Re: [HACKERS] API change advice: Passing plan invalidation info from the rewriter into the planner?

2014-06-11 Thread Stephen Frost
* Craig Ringer (cr...@2ndquadrant.com) wrote:
 On 06/11/2014 07:24 AM, Tom Lane wrote:
  Is the point of that that the table owner might have put trojan-horse
  functions into the RLS qual?  If so, why are we only concerned about
  defending the superuser and not other users?  Seems like the right fix
  would be to insist that functions in the RLS qual run as the table owner.
  Granted, that might be painful to do.  But it still seems like we only
  need to do this for superusers is designing with blinkers on.
 
 I agree, and now that the urgency of trying to deliver this for 9.4 is
 over it's worth seeing if we can just run as table owner.

We'll need to work out how to ensure that things like current_user()

[EXTRACTED MATERIAL]
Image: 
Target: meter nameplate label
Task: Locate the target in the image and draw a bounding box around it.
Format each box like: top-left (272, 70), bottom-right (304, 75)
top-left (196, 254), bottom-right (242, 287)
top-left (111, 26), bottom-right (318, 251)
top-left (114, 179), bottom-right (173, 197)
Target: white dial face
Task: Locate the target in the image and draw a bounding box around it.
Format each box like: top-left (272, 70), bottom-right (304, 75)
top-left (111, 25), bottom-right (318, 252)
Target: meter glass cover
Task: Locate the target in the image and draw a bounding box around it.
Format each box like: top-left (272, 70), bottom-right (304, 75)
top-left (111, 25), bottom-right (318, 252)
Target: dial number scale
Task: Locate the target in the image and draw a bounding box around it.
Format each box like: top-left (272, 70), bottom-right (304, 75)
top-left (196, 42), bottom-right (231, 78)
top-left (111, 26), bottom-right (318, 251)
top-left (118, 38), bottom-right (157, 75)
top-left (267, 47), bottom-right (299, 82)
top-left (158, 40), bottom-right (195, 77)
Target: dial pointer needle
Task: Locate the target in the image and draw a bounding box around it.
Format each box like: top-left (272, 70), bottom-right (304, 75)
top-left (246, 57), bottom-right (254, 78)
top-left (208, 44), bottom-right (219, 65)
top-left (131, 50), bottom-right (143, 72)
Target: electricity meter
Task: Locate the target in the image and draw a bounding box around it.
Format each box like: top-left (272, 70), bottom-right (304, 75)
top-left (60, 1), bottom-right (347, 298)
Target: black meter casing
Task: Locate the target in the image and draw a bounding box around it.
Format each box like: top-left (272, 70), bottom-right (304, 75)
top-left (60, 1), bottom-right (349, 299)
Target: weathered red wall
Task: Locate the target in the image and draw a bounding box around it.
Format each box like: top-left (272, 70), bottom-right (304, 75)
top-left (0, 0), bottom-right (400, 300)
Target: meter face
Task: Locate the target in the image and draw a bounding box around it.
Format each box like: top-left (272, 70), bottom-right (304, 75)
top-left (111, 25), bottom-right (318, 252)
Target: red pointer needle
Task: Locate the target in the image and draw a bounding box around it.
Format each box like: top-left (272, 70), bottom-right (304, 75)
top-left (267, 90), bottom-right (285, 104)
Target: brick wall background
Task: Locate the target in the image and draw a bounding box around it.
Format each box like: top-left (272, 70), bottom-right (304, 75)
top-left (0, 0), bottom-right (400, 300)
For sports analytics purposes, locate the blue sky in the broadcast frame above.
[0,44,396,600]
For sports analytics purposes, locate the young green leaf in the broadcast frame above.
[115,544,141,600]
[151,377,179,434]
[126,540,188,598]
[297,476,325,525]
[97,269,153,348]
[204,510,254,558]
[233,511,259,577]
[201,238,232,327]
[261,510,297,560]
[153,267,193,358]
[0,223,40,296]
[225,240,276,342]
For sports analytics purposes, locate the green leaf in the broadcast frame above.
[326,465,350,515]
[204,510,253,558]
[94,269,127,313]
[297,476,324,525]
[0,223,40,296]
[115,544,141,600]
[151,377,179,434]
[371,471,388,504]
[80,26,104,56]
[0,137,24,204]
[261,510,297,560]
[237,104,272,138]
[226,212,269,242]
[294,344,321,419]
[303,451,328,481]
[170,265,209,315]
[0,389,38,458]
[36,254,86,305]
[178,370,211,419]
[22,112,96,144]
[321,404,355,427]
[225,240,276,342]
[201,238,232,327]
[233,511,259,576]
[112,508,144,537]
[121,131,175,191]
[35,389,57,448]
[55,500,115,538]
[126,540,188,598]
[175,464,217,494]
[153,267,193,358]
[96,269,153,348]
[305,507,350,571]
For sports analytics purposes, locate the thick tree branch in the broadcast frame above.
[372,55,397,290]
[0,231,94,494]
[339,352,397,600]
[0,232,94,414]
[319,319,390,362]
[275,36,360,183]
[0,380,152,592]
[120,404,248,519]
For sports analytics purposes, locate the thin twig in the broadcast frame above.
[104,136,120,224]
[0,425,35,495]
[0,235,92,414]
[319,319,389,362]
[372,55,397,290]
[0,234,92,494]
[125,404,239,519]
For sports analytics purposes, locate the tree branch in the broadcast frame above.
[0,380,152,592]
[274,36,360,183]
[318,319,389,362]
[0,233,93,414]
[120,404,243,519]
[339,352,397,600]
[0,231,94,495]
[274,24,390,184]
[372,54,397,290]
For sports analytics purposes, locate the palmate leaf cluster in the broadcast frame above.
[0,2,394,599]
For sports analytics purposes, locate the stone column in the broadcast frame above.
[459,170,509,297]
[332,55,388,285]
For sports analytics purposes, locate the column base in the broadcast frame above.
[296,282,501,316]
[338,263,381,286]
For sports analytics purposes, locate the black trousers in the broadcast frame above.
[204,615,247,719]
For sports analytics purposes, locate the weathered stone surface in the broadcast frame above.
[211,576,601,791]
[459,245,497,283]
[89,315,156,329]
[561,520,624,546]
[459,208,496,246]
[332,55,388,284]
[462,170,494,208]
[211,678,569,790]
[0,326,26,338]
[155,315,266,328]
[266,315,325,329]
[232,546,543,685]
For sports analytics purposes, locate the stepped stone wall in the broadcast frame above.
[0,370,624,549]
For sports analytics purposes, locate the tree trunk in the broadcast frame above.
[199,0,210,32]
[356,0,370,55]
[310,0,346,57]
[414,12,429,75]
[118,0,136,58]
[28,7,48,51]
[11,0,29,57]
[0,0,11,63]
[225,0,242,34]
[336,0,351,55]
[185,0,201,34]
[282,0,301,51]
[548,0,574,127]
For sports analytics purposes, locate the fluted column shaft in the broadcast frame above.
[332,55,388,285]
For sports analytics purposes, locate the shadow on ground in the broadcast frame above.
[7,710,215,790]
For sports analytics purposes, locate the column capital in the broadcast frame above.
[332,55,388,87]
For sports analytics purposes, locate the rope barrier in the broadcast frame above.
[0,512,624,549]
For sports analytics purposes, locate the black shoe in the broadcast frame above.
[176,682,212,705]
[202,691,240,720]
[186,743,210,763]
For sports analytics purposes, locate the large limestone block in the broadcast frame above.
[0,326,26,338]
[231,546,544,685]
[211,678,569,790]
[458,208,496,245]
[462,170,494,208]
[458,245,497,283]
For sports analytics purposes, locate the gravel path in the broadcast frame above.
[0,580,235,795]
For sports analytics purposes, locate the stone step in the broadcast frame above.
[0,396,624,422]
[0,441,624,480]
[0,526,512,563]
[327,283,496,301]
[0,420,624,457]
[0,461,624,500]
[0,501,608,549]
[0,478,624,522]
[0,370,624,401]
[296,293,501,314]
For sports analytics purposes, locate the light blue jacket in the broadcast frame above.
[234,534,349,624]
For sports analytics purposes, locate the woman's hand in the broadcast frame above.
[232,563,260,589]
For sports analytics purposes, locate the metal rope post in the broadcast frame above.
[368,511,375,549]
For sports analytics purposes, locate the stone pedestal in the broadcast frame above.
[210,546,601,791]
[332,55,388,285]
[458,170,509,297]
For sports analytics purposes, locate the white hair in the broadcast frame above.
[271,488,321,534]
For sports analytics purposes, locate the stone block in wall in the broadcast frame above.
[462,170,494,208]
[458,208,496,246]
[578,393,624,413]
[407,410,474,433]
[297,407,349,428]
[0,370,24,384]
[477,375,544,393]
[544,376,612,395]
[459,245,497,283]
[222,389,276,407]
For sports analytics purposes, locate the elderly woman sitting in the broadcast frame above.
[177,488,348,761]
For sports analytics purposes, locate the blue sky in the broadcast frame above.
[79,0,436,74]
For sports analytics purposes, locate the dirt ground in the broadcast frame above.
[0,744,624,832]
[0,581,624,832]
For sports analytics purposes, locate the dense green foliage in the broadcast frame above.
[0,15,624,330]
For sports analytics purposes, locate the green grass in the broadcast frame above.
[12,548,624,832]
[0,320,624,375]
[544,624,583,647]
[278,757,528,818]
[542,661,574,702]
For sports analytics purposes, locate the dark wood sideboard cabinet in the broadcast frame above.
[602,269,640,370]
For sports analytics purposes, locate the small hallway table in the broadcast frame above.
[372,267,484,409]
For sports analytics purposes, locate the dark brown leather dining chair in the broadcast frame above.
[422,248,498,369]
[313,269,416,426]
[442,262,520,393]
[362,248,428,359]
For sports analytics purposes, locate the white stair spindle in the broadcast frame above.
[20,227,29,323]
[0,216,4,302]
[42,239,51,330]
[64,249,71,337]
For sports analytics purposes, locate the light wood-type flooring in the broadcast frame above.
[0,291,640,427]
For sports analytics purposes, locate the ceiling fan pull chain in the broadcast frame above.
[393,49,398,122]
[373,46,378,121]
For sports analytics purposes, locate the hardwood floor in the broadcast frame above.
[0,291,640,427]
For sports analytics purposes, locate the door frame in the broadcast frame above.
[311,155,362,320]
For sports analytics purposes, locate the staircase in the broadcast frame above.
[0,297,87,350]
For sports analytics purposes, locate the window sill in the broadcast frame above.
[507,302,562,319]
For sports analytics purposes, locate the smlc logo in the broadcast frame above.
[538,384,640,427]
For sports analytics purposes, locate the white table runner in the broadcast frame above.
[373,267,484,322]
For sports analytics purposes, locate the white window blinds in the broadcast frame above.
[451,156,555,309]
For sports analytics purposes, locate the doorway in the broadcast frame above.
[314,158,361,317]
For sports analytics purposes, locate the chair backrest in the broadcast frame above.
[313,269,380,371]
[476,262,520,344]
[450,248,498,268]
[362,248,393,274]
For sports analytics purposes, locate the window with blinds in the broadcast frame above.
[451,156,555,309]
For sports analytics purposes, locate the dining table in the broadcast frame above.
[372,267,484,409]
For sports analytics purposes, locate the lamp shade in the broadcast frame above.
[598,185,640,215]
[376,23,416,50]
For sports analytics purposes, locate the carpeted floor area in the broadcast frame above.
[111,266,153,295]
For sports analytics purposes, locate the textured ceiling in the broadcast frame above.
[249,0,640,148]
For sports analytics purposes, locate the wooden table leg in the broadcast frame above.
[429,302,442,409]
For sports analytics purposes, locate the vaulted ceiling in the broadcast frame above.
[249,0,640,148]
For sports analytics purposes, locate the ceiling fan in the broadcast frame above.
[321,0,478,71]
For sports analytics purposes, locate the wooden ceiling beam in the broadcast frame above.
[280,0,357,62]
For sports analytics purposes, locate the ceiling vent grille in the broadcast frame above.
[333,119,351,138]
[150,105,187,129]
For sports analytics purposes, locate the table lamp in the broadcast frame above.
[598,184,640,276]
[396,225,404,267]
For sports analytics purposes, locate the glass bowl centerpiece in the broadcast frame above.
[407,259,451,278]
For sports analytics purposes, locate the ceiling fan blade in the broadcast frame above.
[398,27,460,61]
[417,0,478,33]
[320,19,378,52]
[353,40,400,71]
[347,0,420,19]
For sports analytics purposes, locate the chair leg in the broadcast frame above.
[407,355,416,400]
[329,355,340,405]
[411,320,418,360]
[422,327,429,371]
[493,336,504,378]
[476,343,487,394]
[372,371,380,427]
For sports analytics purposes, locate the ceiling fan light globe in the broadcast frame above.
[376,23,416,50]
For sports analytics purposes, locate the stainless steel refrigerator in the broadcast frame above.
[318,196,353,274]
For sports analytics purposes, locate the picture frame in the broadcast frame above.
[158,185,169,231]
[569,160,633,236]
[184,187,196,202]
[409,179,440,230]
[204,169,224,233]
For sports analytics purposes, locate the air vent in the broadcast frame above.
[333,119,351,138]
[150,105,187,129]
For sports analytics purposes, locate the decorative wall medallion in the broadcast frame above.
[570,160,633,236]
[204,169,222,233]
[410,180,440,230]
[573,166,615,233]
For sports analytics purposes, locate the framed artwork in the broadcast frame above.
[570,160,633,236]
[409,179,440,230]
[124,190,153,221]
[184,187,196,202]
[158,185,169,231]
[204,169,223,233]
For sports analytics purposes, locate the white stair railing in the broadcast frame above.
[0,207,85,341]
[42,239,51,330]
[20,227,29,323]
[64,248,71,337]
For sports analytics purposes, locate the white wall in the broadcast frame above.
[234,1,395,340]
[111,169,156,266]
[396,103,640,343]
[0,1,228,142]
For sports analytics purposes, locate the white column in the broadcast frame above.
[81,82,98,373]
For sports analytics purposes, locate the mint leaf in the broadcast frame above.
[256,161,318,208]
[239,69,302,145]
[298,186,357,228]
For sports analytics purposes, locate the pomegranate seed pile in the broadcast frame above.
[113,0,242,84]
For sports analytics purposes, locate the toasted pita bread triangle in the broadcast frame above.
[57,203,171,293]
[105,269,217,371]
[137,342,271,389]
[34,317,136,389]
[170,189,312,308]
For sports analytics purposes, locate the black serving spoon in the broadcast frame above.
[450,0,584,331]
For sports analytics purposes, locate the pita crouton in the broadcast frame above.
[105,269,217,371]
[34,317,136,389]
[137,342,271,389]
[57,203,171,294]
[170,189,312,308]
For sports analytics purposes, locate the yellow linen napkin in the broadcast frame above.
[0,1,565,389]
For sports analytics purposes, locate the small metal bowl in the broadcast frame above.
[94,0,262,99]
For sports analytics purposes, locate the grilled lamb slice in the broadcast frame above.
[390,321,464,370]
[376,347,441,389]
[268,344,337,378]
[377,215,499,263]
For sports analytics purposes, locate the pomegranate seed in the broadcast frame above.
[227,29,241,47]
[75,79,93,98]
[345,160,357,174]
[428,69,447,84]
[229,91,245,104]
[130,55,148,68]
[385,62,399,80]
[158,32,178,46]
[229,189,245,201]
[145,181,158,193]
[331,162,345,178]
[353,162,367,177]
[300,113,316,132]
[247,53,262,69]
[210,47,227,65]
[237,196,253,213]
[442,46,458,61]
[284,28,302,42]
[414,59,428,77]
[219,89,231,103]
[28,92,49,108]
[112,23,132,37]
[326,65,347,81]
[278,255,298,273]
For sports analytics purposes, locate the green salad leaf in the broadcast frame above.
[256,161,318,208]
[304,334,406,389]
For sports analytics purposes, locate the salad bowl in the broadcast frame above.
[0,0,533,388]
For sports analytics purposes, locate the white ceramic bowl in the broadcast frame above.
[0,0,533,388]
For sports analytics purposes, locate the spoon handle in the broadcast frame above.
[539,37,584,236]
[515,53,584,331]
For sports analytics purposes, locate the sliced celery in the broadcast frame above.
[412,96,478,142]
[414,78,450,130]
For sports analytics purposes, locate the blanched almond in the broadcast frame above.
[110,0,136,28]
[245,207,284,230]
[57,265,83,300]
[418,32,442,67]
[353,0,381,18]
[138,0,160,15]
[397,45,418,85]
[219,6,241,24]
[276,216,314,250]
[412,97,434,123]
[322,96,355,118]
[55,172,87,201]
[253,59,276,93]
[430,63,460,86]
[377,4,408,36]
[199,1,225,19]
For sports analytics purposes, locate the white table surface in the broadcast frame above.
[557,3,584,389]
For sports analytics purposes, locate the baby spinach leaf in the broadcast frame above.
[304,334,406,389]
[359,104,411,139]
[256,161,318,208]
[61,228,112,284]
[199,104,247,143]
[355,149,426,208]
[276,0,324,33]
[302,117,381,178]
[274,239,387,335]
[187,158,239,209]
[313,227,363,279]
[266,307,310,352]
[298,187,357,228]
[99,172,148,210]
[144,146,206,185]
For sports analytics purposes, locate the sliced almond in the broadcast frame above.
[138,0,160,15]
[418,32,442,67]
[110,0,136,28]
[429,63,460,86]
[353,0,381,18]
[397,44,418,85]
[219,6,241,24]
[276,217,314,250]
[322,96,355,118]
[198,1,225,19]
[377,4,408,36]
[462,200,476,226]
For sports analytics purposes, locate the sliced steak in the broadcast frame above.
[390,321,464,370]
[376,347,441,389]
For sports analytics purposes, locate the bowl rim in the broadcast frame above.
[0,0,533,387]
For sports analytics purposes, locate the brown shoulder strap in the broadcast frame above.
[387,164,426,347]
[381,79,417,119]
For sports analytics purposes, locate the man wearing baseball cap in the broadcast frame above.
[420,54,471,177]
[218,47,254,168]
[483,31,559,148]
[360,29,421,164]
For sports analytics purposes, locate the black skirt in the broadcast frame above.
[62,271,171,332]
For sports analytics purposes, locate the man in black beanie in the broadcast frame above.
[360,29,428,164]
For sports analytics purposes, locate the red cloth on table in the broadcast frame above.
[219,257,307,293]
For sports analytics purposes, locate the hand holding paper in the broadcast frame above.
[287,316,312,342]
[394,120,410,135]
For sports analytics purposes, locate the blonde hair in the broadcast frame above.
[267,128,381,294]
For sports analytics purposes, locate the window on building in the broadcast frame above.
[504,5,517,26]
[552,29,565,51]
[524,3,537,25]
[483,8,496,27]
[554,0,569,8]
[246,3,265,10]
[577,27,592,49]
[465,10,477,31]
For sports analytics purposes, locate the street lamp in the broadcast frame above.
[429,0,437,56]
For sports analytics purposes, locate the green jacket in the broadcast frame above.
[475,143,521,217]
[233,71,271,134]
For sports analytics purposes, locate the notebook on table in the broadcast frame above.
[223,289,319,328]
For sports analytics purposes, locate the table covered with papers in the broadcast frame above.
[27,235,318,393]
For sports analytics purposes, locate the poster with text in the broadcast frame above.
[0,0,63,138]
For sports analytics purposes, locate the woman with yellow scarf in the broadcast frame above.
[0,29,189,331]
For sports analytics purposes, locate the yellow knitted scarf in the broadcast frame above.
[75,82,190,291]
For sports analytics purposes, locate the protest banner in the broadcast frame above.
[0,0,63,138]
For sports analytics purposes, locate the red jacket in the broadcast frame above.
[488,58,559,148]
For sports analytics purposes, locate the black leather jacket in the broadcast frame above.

[TO DO] In the mailing-list thread, who does Tom Lane say functions in the RLS qual should run as? Rely only on the mailing-list thread here, not on the records.

[OUTPUT FOR THIS TASK] The table owner.